YOUR OBJECTIVE:
Write out the records below once more, exactly as they stand.

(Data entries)
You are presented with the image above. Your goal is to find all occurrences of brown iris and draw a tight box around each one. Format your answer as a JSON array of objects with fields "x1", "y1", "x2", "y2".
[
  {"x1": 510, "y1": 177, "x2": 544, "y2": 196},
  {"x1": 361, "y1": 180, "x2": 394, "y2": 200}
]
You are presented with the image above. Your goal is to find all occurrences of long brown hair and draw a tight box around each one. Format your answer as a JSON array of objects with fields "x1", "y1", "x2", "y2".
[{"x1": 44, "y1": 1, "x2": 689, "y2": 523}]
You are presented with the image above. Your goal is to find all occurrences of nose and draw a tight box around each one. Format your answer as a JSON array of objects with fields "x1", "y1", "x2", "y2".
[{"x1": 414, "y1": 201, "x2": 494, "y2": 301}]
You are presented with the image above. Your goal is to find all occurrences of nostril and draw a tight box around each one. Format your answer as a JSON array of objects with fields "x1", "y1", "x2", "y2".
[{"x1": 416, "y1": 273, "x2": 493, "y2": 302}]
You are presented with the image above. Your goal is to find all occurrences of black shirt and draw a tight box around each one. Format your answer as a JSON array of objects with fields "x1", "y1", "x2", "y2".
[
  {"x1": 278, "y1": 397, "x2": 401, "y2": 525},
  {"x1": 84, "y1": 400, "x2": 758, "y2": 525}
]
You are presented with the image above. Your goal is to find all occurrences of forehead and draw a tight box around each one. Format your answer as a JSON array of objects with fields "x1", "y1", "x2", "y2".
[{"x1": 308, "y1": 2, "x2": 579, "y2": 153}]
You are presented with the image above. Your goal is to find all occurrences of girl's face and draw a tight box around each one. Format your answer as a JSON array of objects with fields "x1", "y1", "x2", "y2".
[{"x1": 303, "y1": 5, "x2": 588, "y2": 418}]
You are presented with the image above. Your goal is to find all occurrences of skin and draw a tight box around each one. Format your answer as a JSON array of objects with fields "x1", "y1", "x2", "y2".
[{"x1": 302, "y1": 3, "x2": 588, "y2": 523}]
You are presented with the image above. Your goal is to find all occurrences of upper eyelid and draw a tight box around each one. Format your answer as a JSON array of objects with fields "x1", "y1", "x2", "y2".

EXPECTED OUTPUT:
You are presented with the image above. Your goal is to find all occurrences of brown iris and draw a tight box around each one. Format your answer as a JSON array of objects with fields "x1", "y1", "x2", "y2".
[
  {"x1": 510, "y1": 177, "x2": 544, "y2": 196},
  {"x1": 361, "y1": 180, "x2": 394, "y2": 200}
]
You are presented with the image above. Your goal is to find all occurrences of long brown hair and draw a tight box around each one. Format your answer as a JSON array of objects with fields "x1", "y1", "x2", "y2".
[{"x1": 44, "y1": 1, "x2": 689, "y2": 523}]
You are presented with the image above. Your goal is to find all occurrences of nose and draw a tight box around each one. Format your answer as a JSON array of objects with fields "x1", "y1", "x2", "y2".
[{"x1": 414, "y1": 201, "x2": 494, "y2": 301}]
You are presented with the image above. Your goal is to find all occurrences of nostril and draw a tight box around each one. Format your answer as a JSON array of objects with fields "x1", "y1", "x2", "y2".
[{"x1": 416, "y1": 273, "x2": 493, "y2": 302}]
You are presented with the image above. Your goal is to find all occurrences of black shirt and draw a tight box around each one. Format your answer as a JSON array of objects with fields "x1", "y1", "x2", "y2".
[
  {"x1": 278, "y1": 397, "x2": 401, "y2": 525},
  {"x1": 84, "y1": 400, "x2": 758, "y2": 525}
]
You are presented with the image above. Your goal is to find all occurrences of forehead and draw a tight box around each one. Format your answer as a JSON array of objects with fields "x1", "y1", "x2", "y2".
[{"x1": 308, "y1": 2, "x2": 579, "y2": 153}]
You are presented with the image above. Your goal is to find all occurrences of girl's face and draw a tight box around each one. Format your answer as a JSON array of objects with fields "x1", "y1", "x2", "y2".
[{"x1": 303, "y1": 5, "x2": 588, "y2": 418}]
You are presented with the image above. Your goal is to find all occurrences of skin and draw a tight box around each one. Format your answer as a JSON array of objects with fields "x1", "y1", "x2", "y2".
[{"x1": 302, "y1": 3, "x2": 588, "y2": 523}]
You are presented with the image above. Your goal is to find all occurrences of upper eyelid and draw a tight box around each one. Format your answer as a JSON array of objects with fields "x1", "y1", "x2", "y2".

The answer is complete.